Excerpts from point annotation data
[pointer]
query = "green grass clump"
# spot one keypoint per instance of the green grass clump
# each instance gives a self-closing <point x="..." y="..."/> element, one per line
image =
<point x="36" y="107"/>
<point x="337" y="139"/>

__Instructions to follow__
Write out each line of the data above again, exactly as given.

__Reply to the task__
[pointer]
query = "green grass clump"
# spot one keypoint per instance of the green grass clump
# each instance gives a self-closing <point x="..." y="..."/> element, one per line
image =
<point x="36" y="107"/>
<point x="337" y="139"/>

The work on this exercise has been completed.